§ Task inputs:
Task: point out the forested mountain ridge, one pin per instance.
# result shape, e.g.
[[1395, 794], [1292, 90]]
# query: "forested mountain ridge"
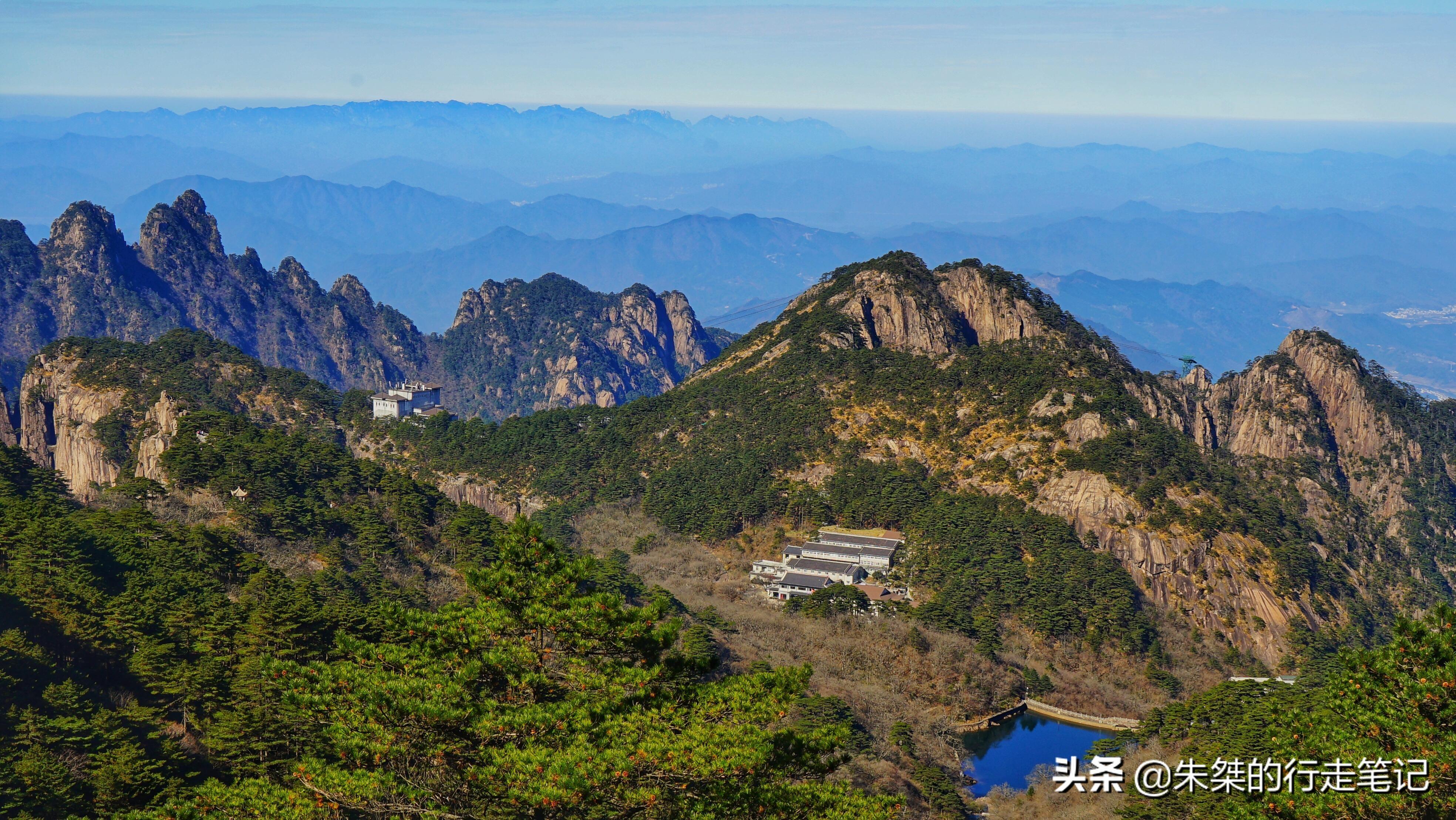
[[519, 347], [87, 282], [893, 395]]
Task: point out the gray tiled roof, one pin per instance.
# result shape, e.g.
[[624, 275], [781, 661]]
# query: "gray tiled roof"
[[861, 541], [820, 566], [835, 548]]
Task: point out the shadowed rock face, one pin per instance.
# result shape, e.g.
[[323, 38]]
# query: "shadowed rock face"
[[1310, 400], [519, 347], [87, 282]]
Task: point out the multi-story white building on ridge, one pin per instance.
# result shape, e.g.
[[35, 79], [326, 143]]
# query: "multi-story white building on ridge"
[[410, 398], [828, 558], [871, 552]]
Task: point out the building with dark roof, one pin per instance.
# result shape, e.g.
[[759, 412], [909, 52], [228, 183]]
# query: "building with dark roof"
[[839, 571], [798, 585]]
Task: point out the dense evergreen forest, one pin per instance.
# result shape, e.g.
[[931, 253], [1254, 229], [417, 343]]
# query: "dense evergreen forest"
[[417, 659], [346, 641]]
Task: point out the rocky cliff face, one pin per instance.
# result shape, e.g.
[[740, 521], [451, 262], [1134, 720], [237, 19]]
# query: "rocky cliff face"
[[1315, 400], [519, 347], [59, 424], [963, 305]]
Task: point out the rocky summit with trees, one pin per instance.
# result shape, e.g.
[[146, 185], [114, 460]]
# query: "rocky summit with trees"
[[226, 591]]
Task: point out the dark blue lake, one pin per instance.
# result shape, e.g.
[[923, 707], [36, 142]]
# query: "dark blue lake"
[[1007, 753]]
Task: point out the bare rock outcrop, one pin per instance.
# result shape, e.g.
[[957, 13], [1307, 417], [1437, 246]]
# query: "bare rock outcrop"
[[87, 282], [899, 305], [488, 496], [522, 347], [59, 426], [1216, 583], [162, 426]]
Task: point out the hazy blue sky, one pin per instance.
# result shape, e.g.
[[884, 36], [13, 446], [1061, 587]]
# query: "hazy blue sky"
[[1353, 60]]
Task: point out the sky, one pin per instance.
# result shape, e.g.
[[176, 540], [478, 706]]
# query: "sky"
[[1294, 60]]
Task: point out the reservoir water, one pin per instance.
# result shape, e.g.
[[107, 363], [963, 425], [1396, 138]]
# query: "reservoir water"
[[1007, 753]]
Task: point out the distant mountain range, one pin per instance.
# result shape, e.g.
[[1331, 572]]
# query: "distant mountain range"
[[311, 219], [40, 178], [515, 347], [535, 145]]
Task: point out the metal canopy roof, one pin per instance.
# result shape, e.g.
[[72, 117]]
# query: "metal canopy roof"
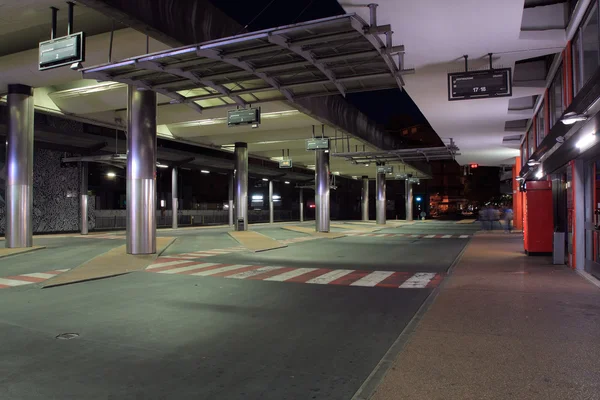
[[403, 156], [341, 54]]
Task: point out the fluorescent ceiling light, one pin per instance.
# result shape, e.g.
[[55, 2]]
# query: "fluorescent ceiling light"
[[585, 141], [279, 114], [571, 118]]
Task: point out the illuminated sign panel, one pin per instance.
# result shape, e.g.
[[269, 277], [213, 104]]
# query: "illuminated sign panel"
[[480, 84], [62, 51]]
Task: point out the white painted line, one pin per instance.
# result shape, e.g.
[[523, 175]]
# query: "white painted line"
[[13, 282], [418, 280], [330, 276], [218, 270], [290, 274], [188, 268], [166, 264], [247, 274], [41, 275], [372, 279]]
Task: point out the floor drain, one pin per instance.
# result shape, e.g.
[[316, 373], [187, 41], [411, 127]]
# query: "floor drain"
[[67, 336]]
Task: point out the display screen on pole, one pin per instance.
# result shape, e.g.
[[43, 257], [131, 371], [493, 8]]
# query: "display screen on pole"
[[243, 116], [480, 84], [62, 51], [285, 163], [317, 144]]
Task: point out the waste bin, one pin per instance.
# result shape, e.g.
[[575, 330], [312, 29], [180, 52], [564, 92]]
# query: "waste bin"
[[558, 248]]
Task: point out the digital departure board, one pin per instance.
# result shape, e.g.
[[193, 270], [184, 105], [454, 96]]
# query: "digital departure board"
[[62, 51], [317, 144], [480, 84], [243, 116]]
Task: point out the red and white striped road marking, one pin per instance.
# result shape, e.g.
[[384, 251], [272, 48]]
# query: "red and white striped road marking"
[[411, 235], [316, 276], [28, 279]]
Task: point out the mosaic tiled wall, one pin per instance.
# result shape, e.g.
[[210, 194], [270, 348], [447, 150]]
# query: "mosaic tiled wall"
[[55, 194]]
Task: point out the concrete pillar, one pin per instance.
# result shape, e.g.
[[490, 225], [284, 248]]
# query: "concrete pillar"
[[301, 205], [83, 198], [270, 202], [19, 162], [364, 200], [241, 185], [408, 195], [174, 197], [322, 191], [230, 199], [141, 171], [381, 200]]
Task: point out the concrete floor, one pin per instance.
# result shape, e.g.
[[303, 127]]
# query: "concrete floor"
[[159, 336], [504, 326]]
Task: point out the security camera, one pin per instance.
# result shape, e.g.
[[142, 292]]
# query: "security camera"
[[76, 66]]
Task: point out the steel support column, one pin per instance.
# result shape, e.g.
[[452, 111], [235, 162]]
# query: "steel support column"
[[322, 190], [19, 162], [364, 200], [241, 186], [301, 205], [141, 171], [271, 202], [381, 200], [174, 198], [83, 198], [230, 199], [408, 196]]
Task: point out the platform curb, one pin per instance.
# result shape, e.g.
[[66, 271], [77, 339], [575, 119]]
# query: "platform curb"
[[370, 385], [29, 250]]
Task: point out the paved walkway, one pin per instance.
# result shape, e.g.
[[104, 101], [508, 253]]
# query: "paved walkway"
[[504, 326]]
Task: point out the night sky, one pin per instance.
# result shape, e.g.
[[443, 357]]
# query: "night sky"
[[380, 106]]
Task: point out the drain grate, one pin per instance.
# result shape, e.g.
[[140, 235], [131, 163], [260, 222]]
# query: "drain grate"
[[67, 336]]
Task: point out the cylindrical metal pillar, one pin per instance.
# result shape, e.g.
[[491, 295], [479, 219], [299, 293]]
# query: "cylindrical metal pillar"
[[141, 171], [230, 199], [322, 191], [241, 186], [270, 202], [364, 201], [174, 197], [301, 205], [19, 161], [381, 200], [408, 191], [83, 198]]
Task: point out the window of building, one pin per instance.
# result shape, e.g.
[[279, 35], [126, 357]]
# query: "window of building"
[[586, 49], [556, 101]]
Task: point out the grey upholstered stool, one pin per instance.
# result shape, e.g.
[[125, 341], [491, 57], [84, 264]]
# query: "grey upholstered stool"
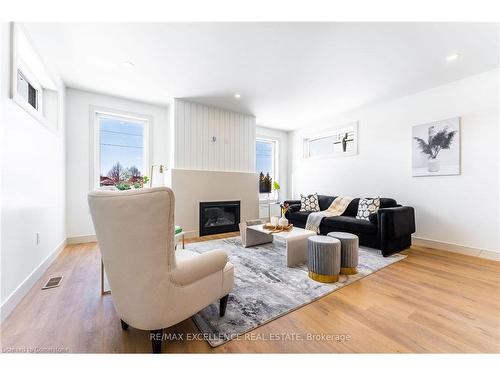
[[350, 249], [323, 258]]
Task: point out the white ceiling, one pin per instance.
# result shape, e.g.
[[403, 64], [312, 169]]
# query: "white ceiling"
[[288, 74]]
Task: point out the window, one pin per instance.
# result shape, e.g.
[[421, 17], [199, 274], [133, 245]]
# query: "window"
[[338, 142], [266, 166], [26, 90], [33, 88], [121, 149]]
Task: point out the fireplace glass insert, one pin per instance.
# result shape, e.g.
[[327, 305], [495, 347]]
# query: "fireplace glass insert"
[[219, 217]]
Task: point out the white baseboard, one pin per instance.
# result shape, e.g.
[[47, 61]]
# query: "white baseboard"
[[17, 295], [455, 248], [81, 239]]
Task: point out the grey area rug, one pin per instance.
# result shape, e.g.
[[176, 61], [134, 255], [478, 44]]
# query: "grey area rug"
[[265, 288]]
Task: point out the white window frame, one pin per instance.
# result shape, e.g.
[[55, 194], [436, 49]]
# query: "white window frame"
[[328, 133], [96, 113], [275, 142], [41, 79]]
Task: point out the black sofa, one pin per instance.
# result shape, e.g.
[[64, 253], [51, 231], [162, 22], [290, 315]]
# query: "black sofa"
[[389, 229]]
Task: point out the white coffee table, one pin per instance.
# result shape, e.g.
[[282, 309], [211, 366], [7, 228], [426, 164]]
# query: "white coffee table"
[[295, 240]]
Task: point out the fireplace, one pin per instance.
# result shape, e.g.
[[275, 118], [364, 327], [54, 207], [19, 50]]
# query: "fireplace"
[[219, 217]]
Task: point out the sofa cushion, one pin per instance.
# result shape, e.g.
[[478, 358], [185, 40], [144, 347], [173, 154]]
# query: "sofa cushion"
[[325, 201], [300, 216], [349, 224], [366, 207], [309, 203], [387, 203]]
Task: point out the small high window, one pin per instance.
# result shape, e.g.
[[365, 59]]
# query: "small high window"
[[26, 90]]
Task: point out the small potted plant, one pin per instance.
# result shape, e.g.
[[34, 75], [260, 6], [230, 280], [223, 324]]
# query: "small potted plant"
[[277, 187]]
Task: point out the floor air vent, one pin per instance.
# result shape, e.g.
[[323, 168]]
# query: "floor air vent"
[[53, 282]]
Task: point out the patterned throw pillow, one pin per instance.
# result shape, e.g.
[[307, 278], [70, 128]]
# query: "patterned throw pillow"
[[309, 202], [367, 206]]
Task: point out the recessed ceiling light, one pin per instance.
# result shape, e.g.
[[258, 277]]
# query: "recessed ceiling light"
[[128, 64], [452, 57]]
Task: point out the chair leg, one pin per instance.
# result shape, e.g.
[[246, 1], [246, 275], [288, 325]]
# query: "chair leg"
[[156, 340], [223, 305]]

§ Task details: Your answer must be an exact copy of the lines from the start of the entries through the line with "[[624, 275], [781, 661]]", with no pictures.

§ Response for this exercise:
Task: point out the forested mountain ridge, one pin per instance.
# result shape, e.g.
[[1395, 794], [1292, 90]]
# query: "forested mountain ridge"
[[519, 347], [87, 282], [893, 395]]
Task: point out the gray tiled roof, one pin per instance.
# result shape, e.g.
[[624, 275], [781, 661]]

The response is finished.